◆ EXERCISE INSTRUCTIONS
Rewrite the items starting with the line that contains "# locate lamb's leg: put" and going on through the end of the items. Keep all other lines the same, but multiply every point coordinate by 2.6, round to whole numbers with halves rounded up, and leave out the pictures.
--- RECORDS FOR PROCESSING ---
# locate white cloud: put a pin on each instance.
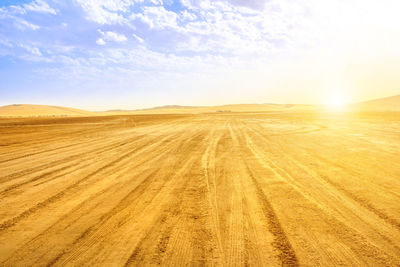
(33, 50)
(100, 41)
(40, 6)
(22, 24)
(157, 17)
(107, 11)
(110, 36)
(139, 39)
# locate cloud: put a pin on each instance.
(100, 41)
(139, 39)
(40, 6)
(110, 36)
(33, 50)
(157, 17)
(107, 11)
(22, 24)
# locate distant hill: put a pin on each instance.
(391, 103)
(27, 110)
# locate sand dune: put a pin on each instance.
(384, 104)
(222, 189)
(27, 110)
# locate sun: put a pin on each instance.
(336, 100)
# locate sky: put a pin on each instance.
(128, 54)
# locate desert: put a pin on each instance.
(240, 188)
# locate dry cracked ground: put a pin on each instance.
(229, 189)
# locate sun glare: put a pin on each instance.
(336, 100)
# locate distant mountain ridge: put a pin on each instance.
(391, 103)
(28, 110)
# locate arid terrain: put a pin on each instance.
(279, 188)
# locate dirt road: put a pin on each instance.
(225, 189)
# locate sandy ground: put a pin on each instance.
(225, 189)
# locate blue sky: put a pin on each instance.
(106, 54)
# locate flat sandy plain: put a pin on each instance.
(233, 189)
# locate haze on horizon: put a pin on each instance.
(126, 54)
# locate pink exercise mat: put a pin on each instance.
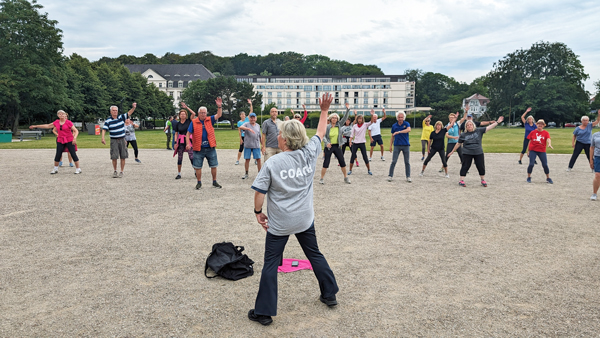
(303, 264)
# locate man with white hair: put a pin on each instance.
(375, 133)
(270, 130)
(205, 143)
(115, 125)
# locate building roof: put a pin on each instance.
(176, 72)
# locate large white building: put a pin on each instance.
(172, 79)
(363, 93)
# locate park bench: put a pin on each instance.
(31, 133)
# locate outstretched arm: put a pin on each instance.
(324, 102)
(494, 124)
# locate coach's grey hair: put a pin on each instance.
(294, 134)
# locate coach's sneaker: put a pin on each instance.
(264, 320)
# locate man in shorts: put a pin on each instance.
(205, 142)
(115, 125)
(252, 142)
(271, 130)
(375, 133)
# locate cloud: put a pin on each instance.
(460, 38)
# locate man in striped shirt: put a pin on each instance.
(115, 124)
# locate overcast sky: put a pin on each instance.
(461, 39)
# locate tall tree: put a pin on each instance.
(32, 76)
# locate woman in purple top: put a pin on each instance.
(529, 127)
(358, 141)
(582, 138)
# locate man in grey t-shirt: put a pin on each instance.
(252, 142)
(287, 180)
(271, 130)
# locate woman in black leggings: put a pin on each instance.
(437, 144)
(470, 140)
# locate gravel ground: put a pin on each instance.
(89, 255)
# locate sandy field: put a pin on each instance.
(89, 255)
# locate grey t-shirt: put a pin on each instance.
(271, 130)
(287, 179)
(252, 140)
(472, 141)
(596, 143)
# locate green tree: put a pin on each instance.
(32, 75)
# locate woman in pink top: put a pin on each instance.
(66, 138)
(357, 141)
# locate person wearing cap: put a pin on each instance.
(252, 142)
(538, 140)
(427, 129)
(270, 130)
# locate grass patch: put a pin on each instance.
(499, 140)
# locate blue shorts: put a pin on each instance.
(211, 157)
(376, 140)
(251, 151)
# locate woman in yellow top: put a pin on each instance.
(427, 129)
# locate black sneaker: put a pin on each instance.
(328, 301)
(264, 320)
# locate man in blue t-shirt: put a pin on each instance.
(400, 142)
(115, 124)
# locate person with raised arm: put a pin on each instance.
(375, 133)
(115, 125)
(529, 127)
(582, 138)
(286, 179)
(66, 137)
(333, 139)
(472, 149)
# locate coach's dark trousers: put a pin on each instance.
(266, 300)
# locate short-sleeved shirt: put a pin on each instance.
(271, 130)
(464, 124)
(205, 143)
(240, 123)
(116, 127)
(287, 179)
(252, 140)
(472, 141)
(427, 129)
(401, 139)
(596, 143)
(529, 129)
(375, 127)
(438, 139)
(453, 131)
(65, 135)
(584, 135)
(537, 140)
(130, 133)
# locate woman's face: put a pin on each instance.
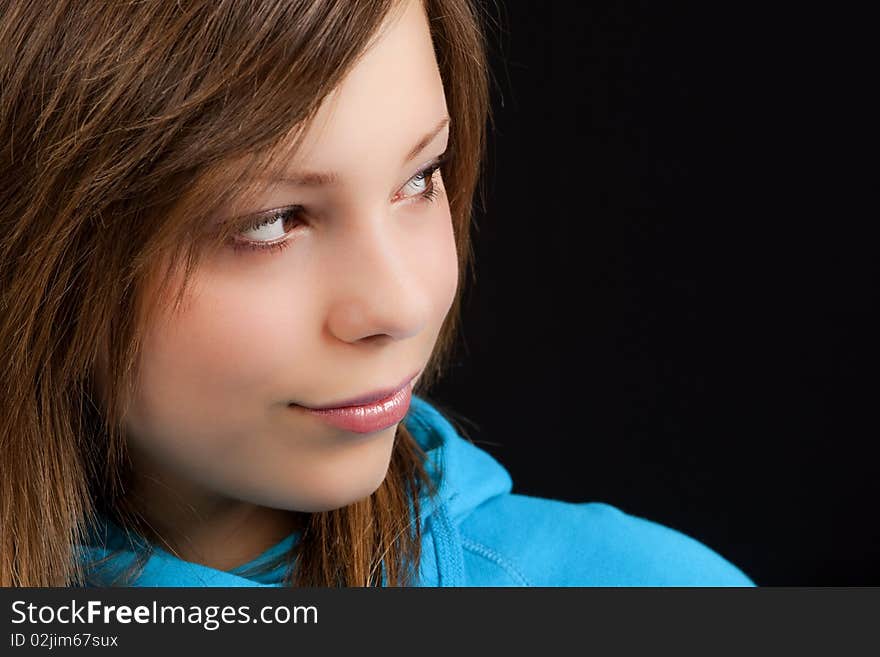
(354, 304)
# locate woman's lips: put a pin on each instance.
(368, 417)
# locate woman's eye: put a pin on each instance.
(270, 230)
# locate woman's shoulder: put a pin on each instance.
(497, 537)
(523, 540)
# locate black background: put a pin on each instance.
(675, 308)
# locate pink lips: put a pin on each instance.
(368, 413)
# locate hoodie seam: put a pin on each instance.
(493, 556)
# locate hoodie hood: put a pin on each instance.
(465, 476)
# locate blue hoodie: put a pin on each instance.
(478, 533)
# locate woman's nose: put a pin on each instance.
(379, 290)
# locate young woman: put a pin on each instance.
(233, 238)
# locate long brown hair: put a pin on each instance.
(123, 128)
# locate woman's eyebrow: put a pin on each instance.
(325, 178)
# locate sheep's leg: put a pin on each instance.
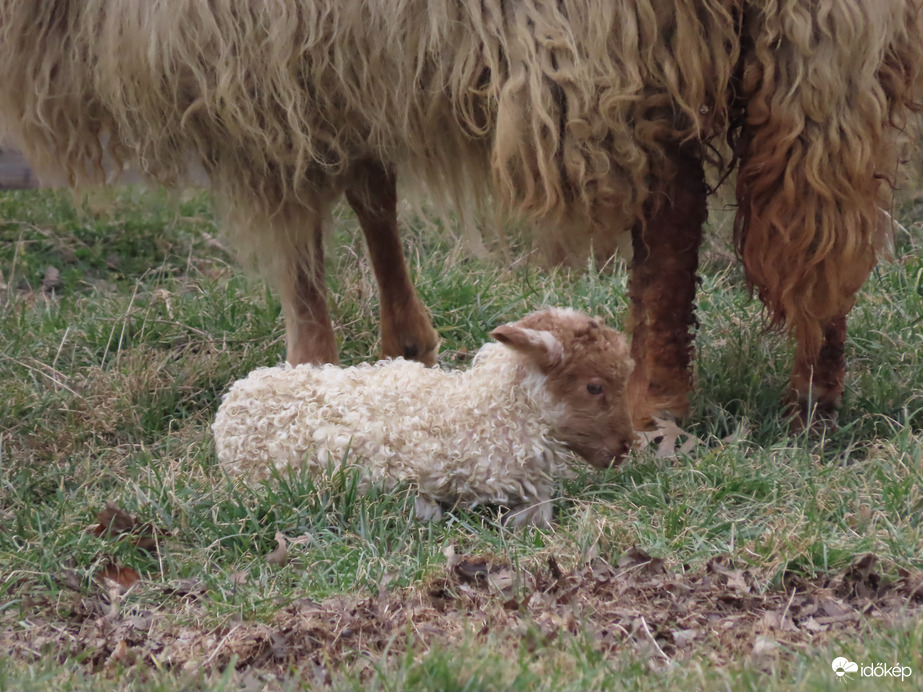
(308, 329)
(405, 325)
(662, 291)
(818, 382)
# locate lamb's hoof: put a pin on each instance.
(426, 509)
(538, 515)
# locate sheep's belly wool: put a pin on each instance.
(461, 437)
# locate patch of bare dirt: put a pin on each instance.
(720, 613)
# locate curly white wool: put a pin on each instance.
(466, 437)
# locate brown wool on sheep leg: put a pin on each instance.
(662, 291)
(817, 384)
(406, 329)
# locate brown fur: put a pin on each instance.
(587, 366)
(583, 115)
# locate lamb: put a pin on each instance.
(499, 433)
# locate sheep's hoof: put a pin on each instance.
(426, 509)
(538, 515)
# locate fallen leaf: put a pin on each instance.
(123, 576)
(120, 654)
(683, 637)
(52, 280)
(764, 646)
(279, 556)
(114, 520)
(665, 437)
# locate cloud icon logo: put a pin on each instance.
(842, 665)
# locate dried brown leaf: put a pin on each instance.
(114, 520)
(123, 576)
(279, 556)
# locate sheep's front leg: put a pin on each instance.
(818, 382)
(308, 329)
(405, 325)
(662, 291)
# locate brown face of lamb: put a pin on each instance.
(587, 366)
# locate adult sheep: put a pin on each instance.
(591, 117)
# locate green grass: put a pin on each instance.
(109, 379)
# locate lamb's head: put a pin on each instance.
(586, 367)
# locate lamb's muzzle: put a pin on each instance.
(501, 432)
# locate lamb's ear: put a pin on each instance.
(542, 346)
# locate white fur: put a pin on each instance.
(484, 435)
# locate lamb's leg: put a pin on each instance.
(662, 291)
(405, 325)
(817, 383)
(308, 329)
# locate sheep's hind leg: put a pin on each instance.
(406, 329)
(662, 291)
(817, 383)
(308, 329)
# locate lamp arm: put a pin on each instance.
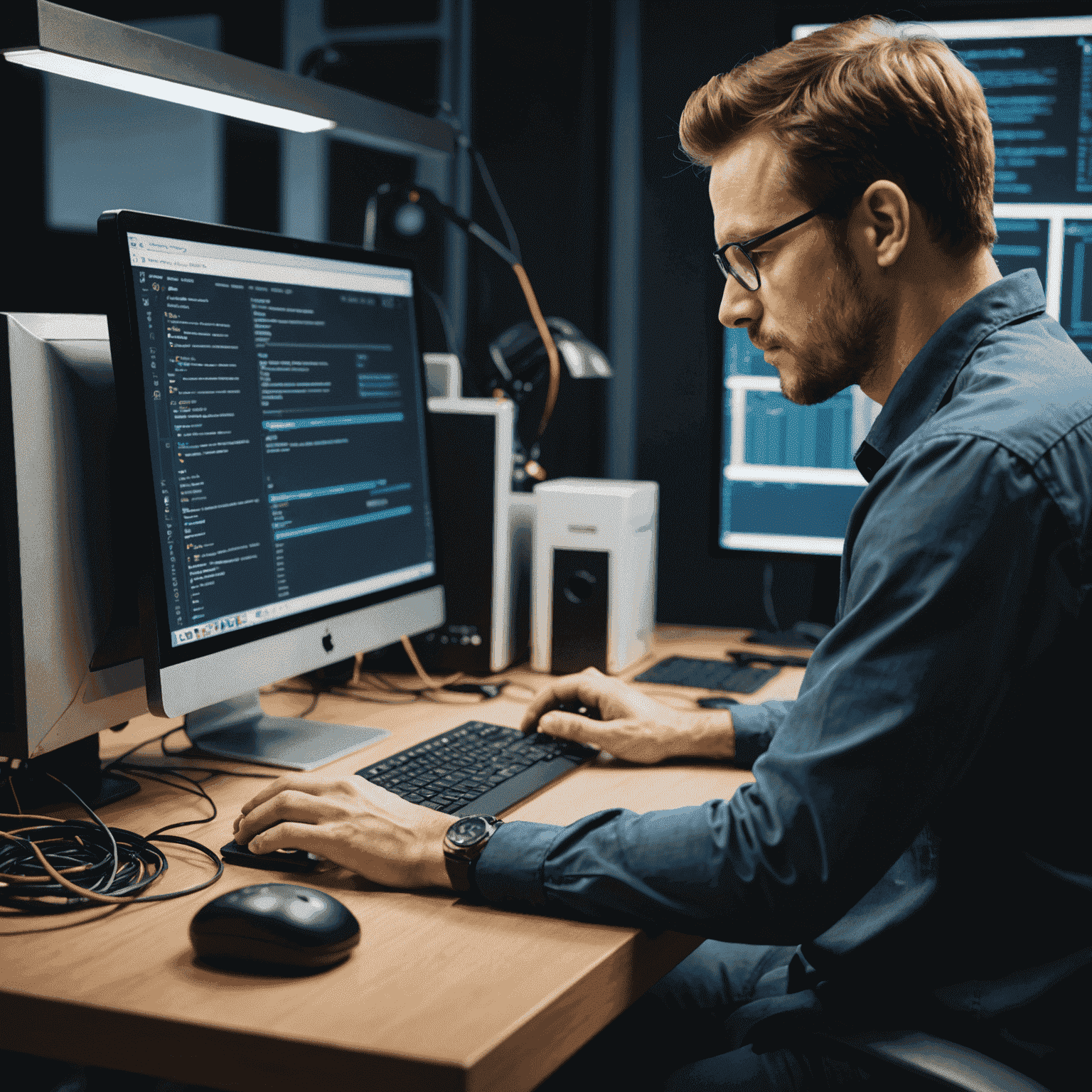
(521, 274)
---
◆ CORRECT ANSWER
# locate lamb's leg: put a pin on each instance.
(1721, 757)
(1053, 845)
(2124, 996)
(801, 855)
# locate sheep's hind leg: put a pin on each instance.
(1056, 855)
(1721, 757)
(2124, 996)
(801, 855)
# locate lamp arm: put a pin on each instance.
(1355, 712)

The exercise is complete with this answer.